◆ Excerpt to read ◆

Cellebrite is the mobile data extraction firm that found itself caught up in the mire of last year’s major FBI investigation, which involved the unlocking of an iPhone 5c that belonged to Syed Rizwan Farook — the gunman responsible for carrying out the late-2015 mass shooting in San Bernardino, California. After a long and contentious battle over privacy, the FBI ultimately paid Cellebrite a considerable amount of money for the tools necessary to get into Farook’s iPhone, after Apple outright refused to assist in unlocking the device — upon which no data of value was ultimately discovered, anyways.

The stolen data in this instance, which was allegedly uploaded to the file-sharing site Pastebin, contained files pertaining to Android, Blackberry, and some “older iPhones.” While Cellebrite specializes in creating mobile data extraction tools for all devices, it appears that newer, more advanced techniques employed to access “newer iPhones” — whichever models fall into that category — were not included in the document dump.

“The debate around backdoors is not going to go away,” the hacker allegedly told Motherboard via an online chatroom. “Rather, it is almost certainly going to get more intense as we lurch toward a more authoritarian society. And it’s important to demonstrate that when you create these tools, they will make it out. History should make that clear.”

◆ Supplied information ◆

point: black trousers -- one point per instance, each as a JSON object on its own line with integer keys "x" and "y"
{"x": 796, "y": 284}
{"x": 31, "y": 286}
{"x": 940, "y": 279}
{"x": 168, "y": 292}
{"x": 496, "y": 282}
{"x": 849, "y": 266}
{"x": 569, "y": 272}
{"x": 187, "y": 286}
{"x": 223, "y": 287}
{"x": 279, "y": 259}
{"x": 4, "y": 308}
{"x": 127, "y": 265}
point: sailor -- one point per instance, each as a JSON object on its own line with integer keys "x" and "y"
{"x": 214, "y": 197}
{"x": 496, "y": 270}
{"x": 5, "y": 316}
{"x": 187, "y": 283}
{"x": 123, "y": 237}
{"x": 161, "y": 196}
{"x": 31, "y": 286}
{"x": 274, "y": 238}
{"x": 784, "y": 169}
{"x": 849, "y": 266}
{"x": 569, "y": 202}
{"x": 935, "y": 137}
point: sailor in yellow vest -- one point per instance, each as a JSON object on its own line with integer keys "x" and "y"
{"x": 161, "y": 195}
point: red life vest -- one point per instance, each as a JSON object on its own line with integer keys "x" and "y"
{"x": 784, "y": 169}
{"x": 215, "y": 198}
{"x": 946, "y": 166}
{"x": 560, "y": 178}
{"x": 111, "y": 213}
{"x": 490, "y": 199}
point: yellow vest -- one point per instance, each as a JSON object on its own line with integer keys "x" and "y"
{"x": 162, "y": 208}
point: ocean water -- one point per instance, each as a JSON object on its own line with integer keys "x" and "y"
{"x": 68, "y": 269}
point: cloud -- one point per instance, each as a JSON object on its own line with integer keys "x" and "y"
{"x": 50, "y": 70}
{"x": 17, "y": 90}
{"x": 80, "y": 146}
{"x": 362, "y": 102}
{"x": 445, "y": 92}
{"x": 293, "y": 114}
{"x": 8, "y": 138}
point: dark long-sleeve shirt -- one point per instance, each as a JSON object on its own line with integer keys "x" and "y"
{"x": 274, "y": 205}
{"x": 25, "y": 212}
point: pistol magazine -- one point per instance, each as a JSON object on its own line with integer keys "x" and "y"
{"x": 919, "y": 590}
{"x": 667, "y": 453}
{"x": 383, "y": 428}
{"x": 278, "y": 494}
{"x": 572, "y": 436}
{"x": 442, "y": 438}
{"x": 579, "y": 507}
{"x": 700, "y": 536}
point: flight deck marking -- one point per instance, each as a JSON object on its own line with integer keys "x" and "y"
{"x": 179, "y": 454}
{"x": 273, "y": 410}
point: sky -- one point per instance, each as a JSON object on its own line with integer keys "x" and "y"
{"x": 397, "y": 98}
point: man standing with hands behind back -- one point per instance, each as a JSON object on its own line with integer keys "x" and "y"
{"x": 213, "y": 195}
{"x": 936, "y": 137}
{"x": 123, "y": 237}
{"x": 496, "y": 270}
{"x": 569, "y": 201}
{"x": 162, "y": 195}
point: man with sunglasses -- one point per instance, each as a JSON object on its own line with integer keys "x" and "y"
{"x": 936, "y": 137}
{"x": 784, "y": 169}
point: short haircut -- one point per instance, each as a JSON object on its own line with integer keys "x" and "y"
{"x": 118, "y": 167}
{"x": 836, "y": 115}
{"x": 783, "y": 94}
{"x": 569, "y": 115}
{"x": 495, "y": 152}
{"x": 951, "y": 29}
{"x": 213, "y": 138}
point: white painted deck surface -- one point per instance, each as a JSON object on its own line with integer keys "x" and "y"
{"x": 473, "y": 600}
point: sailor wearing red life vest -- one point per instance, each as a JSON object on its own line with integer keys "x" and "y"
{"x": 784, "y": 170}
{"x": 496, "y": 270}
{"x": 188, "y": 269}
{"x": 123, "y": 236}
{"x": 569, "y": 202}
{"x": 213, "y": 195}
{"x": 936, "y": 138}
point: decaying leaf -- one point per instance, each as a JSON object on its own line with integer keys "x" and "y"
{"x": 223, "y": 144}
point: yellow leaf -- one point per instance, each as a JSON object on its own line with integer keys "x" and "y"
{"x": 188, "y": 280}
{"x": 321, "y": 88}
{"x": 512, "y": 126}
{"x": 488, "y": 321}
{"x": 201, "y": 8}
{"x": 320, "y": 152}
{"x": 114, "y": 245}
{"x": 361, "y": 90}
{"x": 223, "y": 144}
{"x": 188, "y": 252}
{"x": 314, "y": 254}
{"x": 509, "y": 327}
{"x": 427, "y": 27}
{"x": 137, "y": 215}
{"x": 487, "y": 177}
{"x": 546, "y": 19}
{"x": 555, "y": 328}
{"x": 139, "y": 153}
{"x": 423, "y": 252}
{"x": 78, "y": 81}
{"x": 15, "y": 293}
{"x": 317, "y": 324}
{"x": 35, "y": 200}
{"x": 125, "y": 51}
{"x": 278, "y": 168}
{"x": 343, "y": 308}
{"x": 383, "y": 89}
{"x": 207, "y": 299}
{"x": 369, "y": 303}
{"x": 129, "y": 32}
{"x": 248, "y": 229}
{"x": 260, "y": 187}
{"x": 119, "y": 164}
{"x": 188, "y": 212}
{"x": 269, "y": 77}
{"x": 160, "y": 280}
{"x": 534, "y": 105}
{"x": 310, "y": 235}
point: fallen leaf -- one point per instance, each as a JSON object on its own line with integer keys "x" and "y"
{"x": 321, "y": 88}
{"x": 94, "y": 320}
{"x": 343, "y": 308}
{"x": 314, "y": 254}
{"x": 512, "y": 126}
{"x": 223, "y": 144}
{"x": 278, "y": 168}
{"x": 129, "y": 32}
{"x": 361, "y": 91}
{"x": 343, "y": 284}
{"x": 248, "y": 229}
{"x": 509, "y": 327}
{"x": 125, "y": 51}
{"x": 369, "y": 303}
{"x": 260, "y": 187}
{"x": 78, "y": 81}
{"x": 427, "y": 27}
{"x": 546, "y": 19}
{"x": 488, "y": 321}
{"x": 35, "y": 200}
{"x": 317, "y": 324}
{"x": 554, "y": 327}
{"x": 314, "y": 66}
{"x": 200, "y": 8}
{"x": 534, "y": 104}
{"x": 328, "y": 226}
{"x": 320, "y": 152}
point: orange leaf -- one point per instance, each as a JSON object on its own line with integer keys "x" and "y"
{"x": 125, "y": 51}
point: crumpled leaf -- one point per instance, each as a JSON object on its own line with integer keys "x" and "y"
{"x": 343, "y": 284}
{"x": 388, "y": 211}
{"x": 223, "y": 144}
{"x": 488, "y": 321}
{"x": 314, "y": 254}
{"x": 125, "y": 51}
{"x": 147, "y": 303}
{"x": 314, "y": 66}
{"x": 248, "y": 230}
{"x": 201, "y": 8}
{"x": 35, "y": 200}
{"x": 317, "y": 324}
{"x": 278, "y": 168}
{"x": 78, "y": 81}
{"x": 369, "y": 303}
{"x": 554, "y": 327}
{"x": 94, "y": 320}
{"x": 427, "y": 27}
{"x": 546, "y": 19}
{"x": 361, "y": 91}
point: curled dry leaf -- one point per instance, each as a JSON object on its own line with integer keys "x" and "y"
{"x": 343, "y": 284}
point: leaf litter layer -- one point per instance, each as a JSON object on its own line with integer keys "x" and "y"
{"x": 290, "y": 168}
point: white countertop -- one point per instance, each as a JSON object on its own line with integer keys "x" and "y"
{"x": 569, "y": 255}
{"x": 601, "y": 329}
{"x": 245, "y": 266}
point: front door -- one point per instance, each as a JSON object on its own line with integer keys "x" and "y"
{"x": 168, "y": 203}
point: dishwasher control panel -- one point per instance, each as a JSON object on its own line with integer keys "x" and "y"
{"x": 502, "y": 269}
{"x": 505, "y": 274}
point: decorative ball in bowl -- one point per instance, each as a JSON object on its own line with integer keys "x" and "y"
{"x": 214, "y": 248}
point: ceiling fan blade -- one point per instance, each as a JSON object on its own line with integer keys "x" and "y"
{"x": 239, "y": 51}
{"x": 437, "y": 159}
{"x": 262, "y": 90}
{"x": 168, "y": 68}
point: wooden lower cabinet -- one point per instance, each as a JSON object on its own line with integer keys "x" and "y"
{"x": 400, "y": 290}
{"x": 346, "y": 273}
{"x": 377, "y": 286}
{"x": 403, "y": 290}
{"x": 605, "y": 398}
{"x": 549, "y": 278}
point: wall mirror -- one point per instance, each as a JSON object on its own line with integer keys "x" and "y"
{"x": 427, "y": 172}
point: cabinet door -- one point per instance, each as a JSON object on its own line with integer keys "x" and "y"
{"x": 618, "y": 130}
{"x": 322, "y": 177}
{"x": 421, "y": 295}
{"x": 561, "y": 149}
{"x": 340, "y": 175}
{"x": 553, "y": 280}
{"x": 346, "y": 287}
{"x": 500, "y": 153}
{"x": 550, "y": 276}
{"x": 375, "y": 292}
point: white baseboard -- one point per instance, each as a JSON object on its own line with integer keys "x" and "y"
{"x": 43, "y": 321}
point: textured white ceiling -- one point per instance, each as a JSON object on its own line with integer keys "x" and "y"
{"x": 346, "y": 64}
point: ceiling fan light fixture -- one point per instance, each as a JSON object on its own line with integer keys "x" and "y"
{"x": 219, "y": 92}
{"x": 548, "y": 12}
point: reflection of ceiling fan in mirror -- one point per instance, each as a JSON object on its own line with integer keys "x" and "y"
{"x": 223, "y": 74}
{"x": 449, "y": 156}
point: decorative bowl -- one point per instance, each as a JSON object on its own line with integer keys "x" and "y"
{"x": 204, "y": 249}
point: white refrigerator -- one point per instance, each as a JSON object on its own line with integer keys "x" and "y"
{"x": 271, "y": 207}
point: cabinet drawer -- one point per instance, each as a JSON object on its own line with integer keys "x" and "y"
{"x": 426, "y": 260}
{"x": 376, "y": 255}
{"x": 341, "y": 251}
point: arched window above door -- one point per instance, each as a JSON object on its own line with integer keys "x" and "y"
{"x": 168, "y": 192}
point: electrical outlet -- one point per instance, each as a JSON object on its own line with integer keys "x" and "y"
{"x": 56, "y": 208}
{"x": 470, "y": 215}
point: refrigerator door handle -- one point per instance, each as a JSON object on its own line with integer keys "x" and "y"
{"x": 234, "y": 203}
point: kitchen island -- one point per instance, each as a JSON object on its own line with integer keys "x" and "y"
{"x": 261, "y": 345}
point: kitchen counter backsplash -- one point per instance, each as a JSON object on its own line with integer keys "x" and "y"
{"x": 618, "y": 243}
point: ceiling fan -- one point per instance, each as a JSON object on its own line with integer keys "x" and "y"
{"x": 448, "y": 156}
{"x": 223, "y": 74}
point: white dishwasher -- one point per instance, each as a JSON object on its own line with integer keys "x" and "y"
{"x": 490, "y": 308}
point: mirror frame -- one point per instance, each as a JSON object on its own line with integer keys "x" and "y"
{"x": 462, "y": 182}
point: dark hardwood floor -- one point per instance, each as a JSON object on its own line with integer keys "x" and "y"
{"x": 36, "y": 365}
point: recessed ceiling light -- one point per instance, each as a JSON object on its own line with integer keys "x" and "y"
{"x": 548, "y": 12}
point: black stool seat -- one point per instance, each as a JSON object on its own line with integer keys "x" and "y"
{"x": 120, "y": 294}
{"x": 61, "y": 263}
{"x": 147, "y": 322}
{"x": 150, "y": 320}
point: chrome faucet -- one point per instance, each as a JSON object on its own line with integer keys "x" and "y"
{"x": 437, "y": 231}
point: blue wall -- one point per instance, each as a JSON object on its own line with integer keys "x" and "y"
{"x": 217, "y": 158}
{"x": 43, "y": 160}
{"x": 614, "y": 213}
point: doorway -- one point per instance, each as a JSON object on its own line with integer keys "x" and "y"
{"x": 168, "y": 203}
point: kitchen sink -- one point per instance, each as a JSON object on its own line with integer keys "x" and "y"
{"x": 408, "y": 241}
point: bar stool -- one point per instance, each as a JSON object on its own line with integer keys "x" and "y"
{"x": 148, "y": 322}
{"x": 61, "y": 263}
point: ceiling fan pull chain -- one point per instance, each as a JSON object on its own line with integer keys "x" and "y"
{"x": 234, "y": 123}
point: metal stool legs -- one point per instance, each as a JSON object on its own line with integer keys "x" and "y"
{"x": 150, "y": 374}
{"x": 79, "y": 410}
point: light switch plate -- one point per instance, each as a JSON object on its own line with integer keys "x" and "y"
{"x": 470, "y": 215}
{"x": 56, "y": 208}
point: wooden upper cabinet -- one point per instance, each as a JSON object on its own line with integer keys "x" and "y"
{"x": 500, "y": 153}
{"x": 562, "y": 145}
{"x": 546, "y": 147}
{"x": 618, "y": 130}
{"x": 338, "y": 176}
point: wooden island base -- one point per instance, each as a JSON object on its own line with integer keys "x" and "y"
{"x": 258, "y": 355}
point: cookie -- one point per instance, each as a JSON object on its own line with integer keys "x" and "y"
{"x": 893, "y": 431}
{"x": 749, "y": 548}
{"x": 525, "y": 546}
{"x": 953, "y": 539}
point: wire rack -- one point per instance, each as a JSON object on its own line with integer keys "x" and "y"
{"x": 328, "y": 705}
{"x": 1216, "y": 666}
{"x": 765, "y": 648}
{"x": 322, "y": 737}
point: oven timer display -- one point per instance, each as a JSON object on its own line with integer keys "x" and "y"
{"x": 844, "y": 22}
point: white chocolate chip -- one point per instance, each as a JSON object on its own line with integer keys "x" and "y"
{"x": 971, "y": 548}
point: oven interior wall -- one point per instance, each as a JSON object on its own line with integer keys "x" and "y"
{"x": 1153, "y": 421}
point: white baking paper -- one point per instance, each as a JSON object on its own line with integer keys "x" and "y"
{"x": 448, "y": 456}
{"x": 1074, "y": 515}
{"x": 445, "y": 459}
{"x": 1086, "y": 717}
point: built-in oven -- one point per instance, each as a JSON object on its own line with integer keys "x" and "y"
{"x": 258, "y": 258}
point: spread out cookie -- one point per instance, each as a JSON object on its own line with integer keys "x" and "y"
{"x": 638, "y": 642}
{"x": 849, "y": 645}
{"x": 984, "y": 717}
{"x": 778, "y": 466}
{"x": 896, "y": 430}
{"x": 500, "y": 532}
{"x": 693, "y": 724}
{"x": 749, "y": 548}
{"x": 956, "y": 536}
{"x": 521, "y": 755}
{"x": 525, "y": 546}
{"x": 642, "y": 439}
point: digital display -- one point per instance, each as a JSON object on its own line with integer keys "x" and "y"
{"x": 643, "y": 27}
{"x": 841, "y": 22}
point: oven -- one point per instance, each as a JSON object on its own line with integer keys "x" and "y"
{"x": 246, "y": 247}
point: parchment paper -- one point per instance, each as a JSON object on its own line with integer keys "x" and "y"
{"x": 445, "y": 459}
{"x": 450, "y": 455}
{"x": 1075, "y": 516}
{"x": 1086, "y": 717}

◆ Given task ◆
List every kind of device that, according to the Cellebrite excerpt, the stolen files pertained to. The records have no connection to the Cellebrite excerpt.

◆ Finished exercise ◆
Android, Blackberry, and older iPhones.